- **Problem**
Write out the whole listing again, exactly.

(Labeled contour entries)
--- --- ---

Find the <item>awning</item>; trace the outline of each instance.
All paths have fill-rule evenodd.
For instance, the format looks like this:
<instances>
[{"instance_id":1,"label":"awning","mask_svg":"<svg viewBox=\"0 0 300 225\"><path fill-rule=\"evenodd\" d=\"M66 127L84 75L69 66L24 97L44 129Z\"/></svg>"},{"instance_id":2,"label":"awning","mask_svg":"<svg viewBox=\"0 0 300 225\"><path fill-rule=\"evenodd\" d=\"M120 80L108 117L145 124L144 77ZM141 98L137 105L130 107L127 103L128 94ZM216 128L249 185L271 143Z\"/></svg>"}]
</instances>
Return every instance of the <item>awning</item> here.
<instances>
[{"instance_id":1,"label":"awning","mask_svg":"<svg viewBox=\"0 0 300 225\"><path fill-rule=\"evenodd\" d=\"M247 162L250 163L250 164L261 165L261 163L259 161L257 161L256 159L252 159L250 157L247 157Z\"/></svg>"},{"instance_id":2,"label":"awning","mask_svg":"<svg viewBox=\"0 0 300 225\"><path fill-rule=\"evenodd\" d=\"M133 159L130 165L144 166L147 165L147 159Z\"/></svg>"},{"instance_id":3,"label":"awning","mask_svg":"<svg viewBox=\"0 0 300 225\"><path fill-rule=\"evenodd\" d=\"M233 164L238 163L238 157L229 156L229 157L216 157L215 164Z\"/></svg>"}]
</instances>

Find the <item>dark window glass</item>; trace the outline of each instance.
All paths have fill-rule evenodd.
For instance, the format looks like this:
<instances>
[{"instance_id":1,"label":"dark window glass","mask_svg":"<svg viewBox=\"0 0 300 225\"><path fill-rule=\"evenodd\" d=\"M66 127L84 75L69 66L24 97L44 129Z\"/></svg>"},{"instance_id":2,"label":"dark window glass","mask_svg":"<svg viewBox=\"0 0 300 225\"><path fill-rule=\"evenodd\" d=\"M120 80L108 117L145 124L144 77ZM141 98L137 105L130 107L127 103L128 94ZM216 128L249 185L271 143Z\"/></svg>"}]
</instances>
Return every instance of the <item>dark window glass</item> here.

--- --- ---

- **Completed task**
Find the <item>awning</item>; trace the outline of each instance.
All paths have fill-rule evenodd.
For instance, the format looks like this:
<instances>
[{"instance_id":1,"label":"awning","mask_svg":"<svg viewBox=\"0 0 300 225\"><path fill-rule=\"evenodd\" d=\"M66 127L84 75L69 66L24 97L44 129Z\"/></svg>"},{"instance_id":2,"label":"awning","mask_svg":"<svg viewBox=\"0 0 300 225\"><path fill-rule=\"evenodd\" d=\"M120 80L108 117L145 124L144 77ZM141 98L137 105L130 107L127 103L128 94ZM216 128L249 185L271 143Z\"/></svg>"}]
</instances>
Return every instance of the <item>awning</item> here.
<instances>
[{"instance_id":1,"label":"awning","mask_svg":"<svg viewBox=\"0 0 300 225\"><path fill-rule=\"evenodd\" d=\"M247 162L250 163L250 164L261 165L261 163L259 161L257 161L256 159L252 159L250 157L247 157Z\"/></svg>"},{"instance_id":2,"label":"awning","mask_svg":"<svg viewBox=\"0 0 300 225\"><path fill-rule=\"evenodd\" d=\"M133 159L130 165L144 166L147 165L147 159Z\"/></svg>"},{"instance_id":3,"label":"awning","mask_svg":"<svg viewBox=\"0 0 300 225\"><path fill-rule=\"evenodd\" d=\"M233 164L238 163L238 157L229 156L229 157L216 157L215 164Z\"/></svg>"}]
</instances>

Find the <item>dark window glass</item>; trace the outline of each instance.
All paths have fill-rule evenodd.
For instance, the format looks like this:
<instances>
[{"instance_id":1,"label":"dark window glass","mask_svg":"<svg viewBox=\"0 0 300 225\"><path fill-rule=\"evenodd\" d=\"M66 127L84 75L69 66L24 97L44 129Z\"/></svg>"},{"instance_id":2,"label":"dark window glass","mask_svg":"<svg viewBox=\"0 0 300 225\"><path fill-rule=\"evenodd\" d=\"M120 80L108 117L145 124L144 77ZM141 98L137 105L130 107L127 103L128 94ZM216 128L249 185L271 143Z\"/></svg>"}]
</instances>
Return every instance of the <item>dark window glass</item> here.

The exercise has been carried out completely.